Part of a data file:
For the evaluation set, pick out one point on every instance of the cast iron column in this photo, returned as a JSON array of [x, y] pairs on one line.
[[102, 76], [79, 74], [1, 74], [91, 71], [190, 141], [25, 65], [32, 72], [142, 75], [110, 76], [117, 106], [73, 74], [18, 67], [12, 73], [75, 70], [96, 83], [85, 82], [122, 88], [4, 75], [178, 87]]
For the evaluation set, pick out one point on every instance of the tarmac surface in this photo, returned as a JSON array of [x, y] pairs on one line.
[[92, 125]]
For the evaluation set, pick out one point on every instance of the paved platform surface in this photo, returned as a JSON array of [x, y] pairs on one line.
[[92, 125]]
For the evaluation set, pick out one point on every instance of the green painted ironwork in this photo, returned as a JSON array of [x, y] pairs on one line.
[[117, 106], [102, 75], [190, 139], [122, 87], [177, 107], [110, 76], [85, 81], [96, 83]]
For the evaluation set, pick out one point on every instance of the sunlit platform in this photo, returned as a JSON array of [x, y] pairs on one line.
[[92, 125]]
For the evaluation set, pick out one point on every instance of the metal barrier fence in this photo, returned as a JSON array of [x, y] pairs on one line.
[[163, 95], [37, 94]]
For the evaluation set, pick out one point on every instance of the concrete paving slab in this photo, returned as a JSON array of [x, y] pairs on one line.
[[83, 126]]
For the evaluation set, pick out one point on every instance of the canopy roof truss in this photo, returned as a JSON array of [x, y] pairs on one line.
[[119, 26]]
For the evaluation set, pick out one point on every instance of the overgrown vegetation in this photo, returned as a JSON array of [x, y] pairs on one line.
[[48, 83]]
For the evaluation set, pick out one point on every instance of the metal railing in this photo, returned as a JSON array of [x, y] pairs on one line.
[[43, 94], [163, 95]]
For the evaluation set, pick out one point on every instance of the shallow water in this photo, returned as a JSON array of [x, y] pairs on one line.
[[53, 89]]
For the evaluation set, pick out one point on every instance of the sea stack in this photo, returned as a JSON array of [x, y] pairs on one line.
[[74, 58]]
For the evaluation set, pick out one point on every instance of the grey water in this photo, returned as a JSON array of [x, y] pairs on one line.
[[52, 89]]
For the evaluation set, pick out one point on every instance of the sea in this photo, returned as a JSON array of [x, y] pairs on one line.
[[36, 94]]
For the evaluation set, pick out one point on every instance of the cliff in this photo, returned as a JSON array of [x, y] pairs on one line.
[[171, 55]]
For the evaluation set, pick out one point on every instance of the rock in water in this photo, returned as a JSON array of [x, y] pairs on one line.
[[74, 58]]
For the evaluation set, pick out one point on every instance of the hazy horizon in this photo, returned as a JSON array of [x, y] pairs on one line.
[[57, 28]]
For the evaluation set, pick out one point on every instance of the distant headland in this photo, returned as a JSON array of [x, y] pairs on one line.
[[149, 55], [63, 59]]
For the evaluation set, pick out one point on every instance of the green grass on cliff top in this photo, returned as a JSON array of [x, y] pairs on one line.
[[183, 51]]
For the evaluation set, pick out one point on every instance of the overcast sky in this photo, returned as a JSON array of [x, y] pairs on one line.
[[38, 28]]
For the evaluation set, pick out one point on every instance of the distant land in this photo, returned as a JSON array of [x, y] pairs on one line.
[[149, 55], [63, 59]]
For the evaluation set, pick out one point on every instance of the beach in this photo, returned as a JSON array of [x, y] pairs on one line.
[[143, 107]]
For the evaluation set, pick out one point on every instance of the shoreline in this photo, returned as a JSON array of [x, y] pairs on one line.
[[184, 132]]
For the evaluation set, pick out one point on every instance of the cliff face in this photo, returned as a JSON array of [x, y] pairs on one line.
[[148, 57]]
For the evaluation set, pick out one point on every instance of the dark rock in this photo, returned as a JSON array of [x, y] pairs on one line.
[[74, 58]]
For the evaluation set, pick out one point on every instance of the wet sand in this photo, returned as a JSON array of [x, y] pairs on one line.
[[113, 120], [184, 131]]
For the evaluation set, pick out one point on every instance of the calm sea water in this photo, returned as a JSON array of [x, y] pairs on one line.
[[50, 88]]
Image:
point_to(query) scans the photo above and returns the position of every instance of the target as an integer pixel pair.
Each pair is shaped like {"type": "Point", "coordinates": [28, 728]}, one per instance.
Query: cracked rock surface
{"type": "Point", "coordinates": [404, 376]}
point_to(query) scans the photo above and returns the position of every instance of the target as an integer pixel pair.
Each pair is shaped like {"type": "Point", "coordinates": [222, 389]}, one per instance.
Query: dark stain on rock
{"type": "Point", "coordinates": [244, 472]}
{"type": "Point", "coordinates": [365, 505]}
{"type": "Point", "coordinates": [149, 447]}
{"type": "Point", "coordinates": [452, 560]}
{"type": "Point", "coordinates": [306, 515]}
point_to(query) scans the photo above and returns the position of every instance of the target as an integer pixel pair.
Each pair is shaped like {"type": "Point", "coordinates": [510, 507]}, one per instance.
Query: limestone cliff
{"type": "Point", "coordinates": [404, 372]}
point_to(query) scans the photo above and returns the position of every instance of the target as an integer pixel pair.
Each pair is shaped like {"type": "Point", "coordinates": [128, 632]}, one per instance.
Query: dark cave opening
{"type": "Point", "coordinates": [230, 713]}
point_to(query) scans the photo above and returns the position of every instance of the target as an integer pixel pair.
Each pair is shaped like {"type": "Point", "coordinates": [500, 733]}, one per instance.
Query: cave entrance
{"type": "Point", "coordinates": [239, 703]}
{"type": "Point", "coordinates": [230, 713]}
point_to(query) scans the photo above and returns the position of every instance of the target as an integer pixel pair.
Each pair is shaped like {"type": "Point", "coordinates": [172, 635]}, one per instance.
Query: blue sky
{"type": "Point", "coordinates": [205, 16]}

# Task to carry out
Can you return the lines of this material exactly, from the first line to the last?

# Response
For the evaluation set, pick out one point on every instance of the cast iron column in this photo, returned as a JSON array of [x, y] pairs on one line.
[[102, 76], [79, 74], [1, 74], [91, 71], [190, 141], [25, 65], [32, 72], [142, 75], [110, 76], [117, 106], [73, 74], [18, 67], [12, 73], [75, 70], [96, 83], [85, 82], [122, 88], [4, 75], [178, 87]]
For the evaluation set, pick out one point on every instance of the tarmac surface in this photo, returned as a JSON array of [x, y] pairs on one line.
[[92, 125]]
For the evaluation set, pick out one point on every instance of the paved platform surface in this photo, returned as a JSON array of [x, y] pairs on one line.
[[92, 125]]
For the evaluation set, pick out one point on every instance of the green painted ironwork in this photo, returned as a JSON array of [x, y] pairs on one line.
[[117, 106], [102, 75], [190, 139], [122, 87], [177, 107], [110, 76], [85, 81], [96, 83]]
For the evaluation set, pick out one point on every instance of the sunlit platform in this photo, returned as a JSON array of [x, y] pairs on one line.
[[92, 125]]
For the evaluation set, pick out one point on every instance of the metal barrier fence in this photo, returned as a JSON array of [x, y] pairs on one line.
[[163, 95], [37, 94]]
For the evaluation set, pick out one point on every instance of the concrete paving slab in this photo, returned as a JSON array of [x, y] pairs on one line.
[[83, 126]]
For the evaluation set, pick out one point on every instance of the canopy roof truss in this photo, returned as a JSON array of [x, y] pairs on one line.
[[119, 26]]
For the evaluation set, pick out one point on every instance of the overgrown vegetation in this photo, returned as a JSON array of [x, y] pairs on one line.
[[48, 83]]
For the evaluation set, pick out one point on every instance of the metal railing in this photo, returned as a JSON array of [x, y] pairs on one line.
[[43, 94], [163, 95]]
For the evaluation set, pick out one point on every instance of the shallow water in this photo, returned as a JSON array of [x, y] pairs on one line.
[[53, 89]]
For the evaluation set, pick out one point on every instance of the sea stack in this photo, returned as a JSON array of [x, y] pairs on one line.
[[74, 58]]
For the evaluation set, pick out one point on every instance of the grey water in this photo, returned as a JSON array of [x, y] pairs on one line.
[[52, 89]]
For the evaluation set, pick out one point on every instance of the sea in this photo, returned as a JSON array of [x, y] pairs on one line.
[[36, 94]]
For the evaluation set, pick out one point on every instance of the cliff in this photo, returned as a JSON array of [x, y] pairs on one line.
[[171, 55]]
For the evaluation set, pick out one point on every instance of the rock in water in this photo, returned as a JSON array of [x, y] pairs on one line.
[[74, 58]]
For the evaluation set, pick out one point on every instance of the hazy horizon in this photo, returned as a JSON array of [x, y] pairs on one line.
[[57, 28]]
For the evaluation set, pick out one point on every instance of the distant headland in this photo, returned as a JSON array of [x, y] pairs on one line.
[[149, 55], [63, 59]]
For the evaluation set, pick out one point on every instance of the green grass on cliff top in this photo, returned as a JSON array of [x, y] pairs on one line.
[[183, 51]]
For the evaluation set, pick out one point on every instance of the overcast sky in this photo, returned as a JSON array of [x, y] pairs on one line.
[[38, 28]]
For the evaluation set, pick out one point on every instance of the distant land in this photo, returned as a JSON array of [x, y] pairs on one line.
[[149, 55], [63, 59]]
For the evaluation set, pick out one point on every instance of the beach in this photo, returned as a JSON array of [x, y] pairs on one line.
[[143, 107]]
For the evaluation set, pick out one point on every instance of the shoreline in this photo, returned as a JSON array of [x, y] pairs on one line.
[[184, 132]]
For the evaluation set, pick out one point on every instance of the cliff face in this photo, returned as a JSON array of [x, y] pairs on one line.
[[148, 57]]
For the evaluation set, pick out one point on every instance of the dark rock in this photo, returned as a JSON array of [x, y] pairs on one line.
[[74, 58]]
For the evaluation set, pick out one point on every instance of the wet sand in this photo, returned as a JSON array of [x, y] pairs on one line.
[[113, 120], [184, 131]]
For the evaluation set, pick out one point on every instance of the calm sea water in this photo, returned as a JSON array of [x, y] pairs on one line.
[[50, 88]]
Image:
point_to(query) scans the photo above and returns the position of every instance of the target as an integer pixel pair.
Each pair is shaped like {"type": "Point", "coordinates": [28, 728]}, one per instance.
Query: cracked rock surface
{"type": "Point", "coordinates": [404, 376]}
point_to(query) scans the photo above and returns the position of every instance of the target as an integer pixel pair.
Each pair is shaped like {"type": "Point", "coordinates": [222, 389]}, one per instance.
Query: dark stain on rock
{"type": "Point", "coordinates": [244, 472]}
{"type": "Point", "coordinates": [365, 505]}
{"type": "Point", "coordinates": [149, 447]}
{"type": "Point", "coordinates": [452, 560]}
{"type": "Point", "coordinates": [306, 515]}
point_to(query) scans the photo above and returns the position of every instance of the target as an integer pixel pair.
Each pair is shaped like {"type": "Point", "coordinates": [510, 507]}, one per instance.
Query: limestone cliff
{"type": "Point", "coordinates": [404, 372]}
point_to(query) scans the photo above and returns the position of every instance of the target as an integer pixel pair.
Each pair is shaped like {"type": "Point", "coordinates": [128, 632]}, one per instance.
Query: dark cave opening
{"type": "Point", "coordinates": [230, 713]}
point_to(query) scans the photo above and returns the position of every instance of the target as an integer pixel pair.
Each pair is shaped like {"type": "Point", "coordinates": [500, 733]}, one per instance.
Query: cave entrance
{"type": "Point", "coordinates": [239, 703]}
{"type": "Point", "coordinates": [230, 713]}
point_to(query) scans the photo above and returns the position of every instance of the target as an integer pixel pair.
Each pair is shaped like {"type": "Point", "coordinates": [172, 635]}, one per instance.
Query: blue sky
{"type": "Point", "coordinates": [205, 16]}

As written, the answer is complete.